# Task details:
Count the rows below that contain the string "line", treating uppercase and lowercase as different, and reply with the number alone.

# Stored records:
-- Start --
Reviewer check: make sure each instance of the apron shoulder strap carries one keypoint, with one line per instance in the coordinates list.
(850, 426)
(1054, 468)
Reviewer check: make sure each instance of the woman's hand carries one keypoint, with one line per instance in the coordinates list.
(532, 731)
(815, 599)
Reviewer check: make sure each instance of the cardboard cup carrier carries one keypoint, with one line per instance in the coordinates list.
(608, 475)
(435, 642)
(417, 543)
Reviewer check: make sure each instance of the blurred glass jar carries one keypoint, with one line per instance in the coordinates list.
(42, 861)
-- End --
-- Start --
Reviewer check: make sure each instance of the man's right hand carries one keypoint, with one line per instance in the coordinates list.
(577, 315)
-- End --
# Answer:
5